- **Exercise**: Write the data out again in full, with no departure from the original.

- **Stored items from a collection**:
·····
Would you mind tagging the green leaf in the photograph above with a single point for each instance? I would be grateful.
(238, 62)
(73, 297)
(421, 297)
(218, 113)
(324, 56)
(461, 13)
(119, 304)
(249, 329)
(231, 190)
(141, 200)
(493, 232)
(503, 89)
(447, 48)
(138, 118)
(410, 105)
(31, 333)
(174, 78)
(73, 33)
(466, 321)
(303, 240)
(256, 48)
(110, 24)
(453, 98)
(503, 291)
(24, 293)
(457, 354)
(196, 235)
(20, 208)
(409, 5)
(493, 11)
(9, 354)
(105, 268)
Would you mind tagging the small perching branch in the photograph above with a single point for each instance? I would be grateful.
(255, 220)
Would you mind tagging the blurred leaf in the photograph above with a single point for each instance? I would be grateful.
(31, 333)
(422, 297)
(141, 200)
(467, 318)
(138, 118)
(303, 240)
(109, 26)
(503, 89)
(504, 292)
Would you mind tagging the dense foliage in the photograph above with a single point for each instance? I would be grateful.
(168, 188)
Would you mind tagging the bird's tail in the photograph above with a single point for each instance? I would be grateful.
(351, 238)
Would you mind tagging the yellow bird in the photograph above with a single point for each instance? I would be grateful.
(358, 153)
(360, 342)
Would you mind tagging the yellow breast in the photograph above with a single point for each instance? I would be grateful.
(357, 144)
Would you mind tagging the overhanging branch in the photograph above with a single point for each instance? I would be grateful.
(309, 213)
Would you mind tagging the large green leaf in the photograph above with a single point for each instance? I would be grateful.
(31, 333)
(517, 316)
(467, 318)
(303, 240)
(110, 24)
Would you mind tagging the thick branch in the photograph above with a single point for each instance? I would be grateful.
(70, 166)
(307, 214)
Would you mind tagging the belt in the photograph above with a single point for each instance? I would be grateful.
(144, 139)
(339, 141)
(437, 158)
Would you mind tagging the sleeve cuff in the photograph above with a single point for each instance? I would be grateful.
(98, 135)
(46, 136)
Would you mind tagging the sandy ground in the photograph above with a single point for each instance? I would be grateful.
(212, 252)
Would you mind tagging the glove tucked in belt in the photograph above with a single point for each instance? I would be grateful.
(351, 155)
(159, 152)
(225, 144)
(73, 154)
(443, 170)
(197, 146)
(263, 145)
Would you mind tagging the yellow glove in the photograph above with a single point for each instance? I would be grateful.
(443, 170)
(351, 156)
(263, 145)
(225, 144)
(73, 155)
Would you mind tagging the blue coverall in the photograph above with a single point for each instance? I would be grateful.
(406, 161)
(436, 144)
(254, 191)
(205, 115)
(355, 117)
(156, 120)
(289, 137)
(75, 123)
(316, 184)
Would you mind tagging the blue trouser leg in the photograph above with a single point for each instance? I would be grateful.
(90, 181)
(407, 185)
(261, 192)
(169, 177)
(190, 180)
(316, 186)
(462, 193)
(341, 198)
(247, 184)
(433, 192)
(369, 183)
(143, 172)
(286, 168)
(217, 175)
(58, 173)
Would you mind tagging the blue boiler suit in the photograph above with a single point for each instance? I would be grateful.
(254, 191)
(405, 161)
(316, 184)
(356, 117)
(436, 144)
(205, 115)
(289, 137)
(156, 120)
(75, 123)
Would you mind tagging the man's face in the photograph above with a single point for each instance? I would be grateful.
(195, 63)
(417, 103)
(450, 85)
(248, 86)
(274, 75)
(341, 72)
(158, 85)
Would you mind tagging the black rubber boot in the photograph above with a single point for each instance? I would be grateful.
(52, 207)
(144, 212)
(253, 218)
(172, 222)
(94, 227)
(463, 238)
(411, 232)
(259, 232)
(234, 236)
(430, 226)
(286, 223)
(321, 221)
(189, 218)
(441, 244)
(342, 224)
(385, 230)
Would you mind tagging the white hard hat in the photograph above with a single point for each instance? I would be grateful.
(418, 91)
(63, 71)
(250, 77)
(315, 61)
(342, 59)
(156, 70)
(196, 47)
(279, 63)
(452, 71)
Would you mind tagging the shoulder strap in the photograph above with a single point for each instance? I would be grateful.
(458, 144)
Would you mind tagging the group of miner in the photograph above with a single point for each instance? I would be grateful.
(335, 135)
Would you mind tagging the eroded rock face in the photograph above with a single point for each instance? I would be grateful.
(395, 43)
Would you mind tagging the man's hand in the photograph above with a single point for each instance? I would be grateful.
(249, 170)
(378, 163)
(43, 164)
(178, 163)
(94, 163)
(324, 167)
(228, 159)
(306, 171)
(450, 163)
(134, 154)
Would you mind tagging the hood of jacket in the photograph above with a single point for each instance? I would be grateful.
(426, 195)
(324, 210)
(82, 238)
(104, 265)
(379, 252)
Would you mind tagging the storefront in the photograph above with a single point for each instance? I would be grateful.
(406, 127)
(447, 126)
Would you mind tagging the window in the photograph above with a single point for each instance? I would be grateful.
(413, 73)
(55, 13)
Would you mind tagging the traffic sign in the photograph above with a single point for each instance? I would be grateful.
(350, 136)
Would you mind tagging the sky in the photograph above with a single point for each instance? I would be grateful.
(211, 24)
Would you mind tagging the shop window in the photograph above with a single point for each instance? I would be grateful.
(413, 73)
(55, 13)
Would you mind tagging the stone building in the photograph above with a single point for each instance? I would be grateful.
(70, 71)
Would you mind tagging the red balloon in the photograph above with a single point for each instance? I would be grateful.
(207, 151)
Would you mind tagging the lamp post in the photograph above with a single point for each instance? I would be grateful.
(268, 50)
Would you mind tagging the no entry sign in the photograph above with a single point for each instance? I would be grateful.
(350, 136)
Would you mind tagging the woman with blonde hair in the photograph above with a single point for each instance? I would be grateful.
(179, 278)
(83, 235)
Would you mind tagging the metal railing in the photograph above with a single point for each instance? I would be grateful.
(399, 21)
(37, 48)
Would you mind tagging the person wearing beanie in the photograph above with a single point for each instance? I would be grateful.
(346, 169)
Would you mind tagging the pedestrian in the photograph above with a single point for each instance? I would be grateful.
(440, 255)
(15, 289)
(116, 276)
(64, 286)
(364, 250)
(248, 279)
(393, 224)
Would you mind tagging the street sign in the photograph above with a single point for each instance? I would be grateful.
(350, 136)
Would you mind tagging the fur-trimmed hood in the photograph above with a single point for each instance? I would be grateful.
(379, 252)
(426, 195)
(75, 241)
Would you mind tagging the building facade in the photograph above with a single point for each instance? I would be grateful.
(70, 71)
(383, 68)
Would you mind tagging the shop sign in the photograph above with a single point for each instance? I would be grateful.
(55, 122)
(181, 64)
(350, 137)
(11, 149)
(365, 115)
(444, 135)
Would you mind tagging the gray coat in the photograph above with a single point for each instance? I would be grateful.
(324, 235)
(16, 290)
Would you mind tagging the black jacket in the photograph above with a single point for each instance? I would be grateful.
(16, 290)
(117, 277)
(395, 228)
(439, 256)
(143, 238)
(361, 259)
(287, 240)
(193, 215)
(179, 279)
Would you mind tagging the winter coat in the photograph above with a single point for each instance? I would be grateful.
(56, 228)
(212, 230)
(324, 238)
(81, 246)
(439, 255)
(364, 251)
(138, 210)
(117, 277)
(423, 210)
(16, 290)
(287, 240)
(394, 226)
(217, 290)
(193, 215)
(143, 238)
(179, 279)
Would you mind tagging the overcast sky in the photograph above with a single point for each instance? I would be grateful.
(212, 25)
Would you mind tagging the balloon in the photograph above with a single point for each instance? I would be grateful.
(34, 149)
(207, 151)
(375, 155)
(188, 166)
·····
- **Result**:
Would you mind tagging the green leaf in the photograph above with a single point for each instance? I would be grateful.
(238, 62)
(73, 297)
(421, 297)
(218, 113)
(324, 56)
(461, 13)
(119, 304)
(249, 329)
(231, 190)
(141, 200)
(493, 232)
(503, 89)
(447, 48)
(138, 118)
(410, 105)
(31, 333)
(174, 78)
(73, 33)
(466, 321)
(303, 240)
(256, 48)
(110, 24)
(453, 98)
(503, 291)
(24, 293)
(457, 354)
(196, 235)
(20, 208)
(409, 5)
(493, 11)
(9, 354)
(105, 268)
Would you mind tagging the small perching branch in the photograph above with a single point for each instance? I would be grateful.
(255, 220)
Would you mind tagging the blurred leaf in the photograph above with a single point for each instance? I would be grateful.
(31, 333)
(422, 297)
(141, 200)
(467, 318)
(138, 118)
(303, 240)
(109, 26)
(503, 89)
(504, 292)
Would you mind tagging the dense foliage in the photograph above with a single point for each instance? I would be grateful.
(168, 188)
Would you mind tagging the bird's tail in the photograph above with a single point for each instance? I would be grateful.
(351, 238)
Would you mind tagging the yellow bird in the photograph above with a single point for each instance? I would be grateful.
(358, 153)
(360, 342)
Would you mind tagging the yellow breast in the photograph above with a single point for each instance? I would be grateful.
(357, 144)
Would you mind tagging the overhanging branch in the photograph above with a single point for each instance? I would be grateful.
(309, 213)
Would you mind tagging the large green leaf in the photograph above with a single point for each instance? I would be grateful.
(31, 333)
(517, 316)
(467, 318)
(303, 240)
(110, 24)
Would you mind tagging the thick branch in the photograph above with a single point for each instance? I would be grateful.
(70, 166)
(307, 214)
Would you mind tagging the belt in the photograph above with a single point for each instance? I would be grateful.
(144, 139)
(339, 141)
(437, 158)
Would you mind tagging the sleeve cuff in the photograph above with a single point for each instance? I would be grateful.
(98, 135)
(46, 136)
Would you mind tagging the sandy ground in the photograph above with a single point for each instance? I would be grateful.
(212, 252)
Would you mind tagging the glove tucked in belt in the photograph above with a single point for each instance? I would be grateful.
(351, 155)
(159, 152)
(225, 144)
(73, 154)
(443, 170)
(197, 146)
(263, 145)
Would you mind tagging the yellow glove in the photograph above with a single point for each instance? I would be grateful.
(443, 170)
(351, 156)
(263, 145)
(225, 144)
(73, 155)
Would you mind tagging the blue coverall in the photograph above with a single point for each instance? I would be grateful.
(406, 161)
(436, 144)
(254, 191)
(205, 115)
(355, 117)
(156, 120)
(289, 137)
(75, 123)
(316, 184)
Would you mind tagging the blue trouser leg in the photograph above with a single point for each instance? I would be grateful.
(90, 181)
(407, 185)
(261, 192)
(169, 177)
(190, 180)
(316, 186)
(462, 193)
(341, 198)
(247, 184)
(433, 192)
(369, 183)
(143, 172)
(286, 168)
(217, 175)
(58, 173)
Would you mind tagging the blue boiler suit in the photograph above with a single point for each instance? I would be grateful.
(254, 191)
(405, 161)
(316, 184)
(356, 117)
(436, 144)
(205, 115)
(289, 137)
(156, 120)
(75, 123)
Would you mind tagging the man's face in the photograph above with a single point for each instance? I would be grateful.
(195, 63)
(417, 103)
(450, 85)
(248, 86)
(274, 75)
(341, 72)
(158, 85)
Would you mind tagging the black rubber boot in the photograph above with a single point for each instance? I would be grateful.
(52, 207)
(144, 212)
(253, 218)
(172, 222)
(94, 227)
(463, 238)
(411, 232)
(259, 232)
(234, 236)
(430, 226)
(286, 223)
(321, 221)
(189, 218)
(441, 244)
(342, 224)
(385, 230)
Would you mind tagging the white hard hat in the photograph above with a single point for each instance? I would be grateful.
(418, 91)
(63, 71)
(250, 77)
(315, 61)
(342, 59)
(156, 70)
(196, 47)
(279, 63)
(452, 71)
Would you mind tagging the shoulder strap in the photograph above with a single point for each instance? I would be grateful.
(458, 144)
Would you mind tagging the group of miner in the photograph above with a single point for each instance? I would be grateful.
(335, 135)
Would you mind tagging the eroded rock face in the photograph above with a single point for each instance? I would be grateful.
(395, 43)
Would you mind tagging the man's hand in the photograph above with a single point for each instance? I would be grateful.
(249, 170)
(378, 163)
(43, 164)
(178, 163)
(94, 163)
(324, 167)
(228, 159)
(306, 171)
(450, 163)
(134, 154)
Would you mind tagging the hood of jacket in the photograph above with a single point for each instance? I would be grateful.
(426, 195)
(324, 210)
(82, 238)
(104, 265)
(379, 252)
Would you mind tagging the storefront in the photograph above with a single point for each instance? I would be grateful.
(406, 127)
(447, 126)
Would you mind tagging the window in the photograph above with a single point for each instance? I would be grateful.
(413, 73)
(55, 13)
Would you mind tagging the traffic sign in the photograph above with a single point for each instance? I would be grateful.
(350, 136)
Would you mind tagging the sky in the photograph above with a single point for each instance? I would be grateful.
(211, 24)
Would you mind tagging the shop window in the photograph above with a single point for each instance? I would be grateful.
(413, 73)
(55, 13)
Would you mind tagging the stone building in the photograph above with a single point for each instance? I would be grateful.
(70, 71)
Would you mind tagging the red balloon in the photograph above with a single point for each instance? I would be grateful.
(207, 151)
Would you mind tagging the lamp post in the photograph above with a single point for each instance? I would be grateful.
(268, 50)
Would you mind tagging the no entry sign in the photograph above with a single point for each instance? I would be grateful.
(350, 136)
Would you mind tagging the woman with blonde hair in the photograph above with a single point for each instance? I would be grateful.
(179, 278)
(83, 235)
Would you mind tagging the metal railing in the photograph above with a single point for each instance? I would be grateful.
(399, 21)
(37, 48)
Would you mind tagging the person wearing beanie in the photograph above with a single point for each instance? I would be grateful.
(346, 169)
Would you mind tagging the pedestrian in the photograph above with a single point for each instance? I would be grateful.
(440, 255)
(15, 289)
(116, 276)
(64, 286)
(364, 250)
(248, 279)
(393, 224)
Would you mind tagging the street sign in the photograph above with a single point for each instance? I would be grateful.
(350, 136)
Would you mind tagging the fur-trimmed hood in the photograph above with a single point for each instance? I would be grateful.
(379, 252)
(426, 195)
(75, 241)
Would you mind tagging the building facade in the photograph above with a single point for each instance? I would be grateful.
(70, 71)
(383, 68)
Would you mind tagging the shop sign in the photograph above with a single point for each instance? I would be grateful.
(55, 122)
(181, 64)
(350, 137)
(11, 149)
(365, 115)
(444, 135)
Would you mind tagging the gray coat in the photograph above with a single point for each instance? I would be grateful.
(324, 235)
(16, 290)
Would you mind tagging the black jacket in the photograph above with a single point for each instance? I would be grateful.
(16, 290)
(117, 277)
(395, 228)
(439, 256)
(143, 238)
(361, 259)
(287, 240)
(193, 215)
(179, 279)
Would you mind tagging the winter coat in the photograph above with a single point for each instance? I would be grateful.
(56, 228)
(212, 230)
(324, 238)
(81, 246)
(439, 255)
(364, 251)
(138, 210)
(117, 277)
(423, 210)
(16, 290)
(287, 240)
(394, 226)
(217, 290)
(193, 215)
(143, 238)
(179, 279)
Would you mind tagging the overcast sky in the photograph above with a single point for each instance? I would be grateful.
(212, 25)
Would you mind tagging the balloon in the photograph above with a single point for each instance? I would be grateful.
(34, 149)
(207, 151)
(375, 155)
(188, 166)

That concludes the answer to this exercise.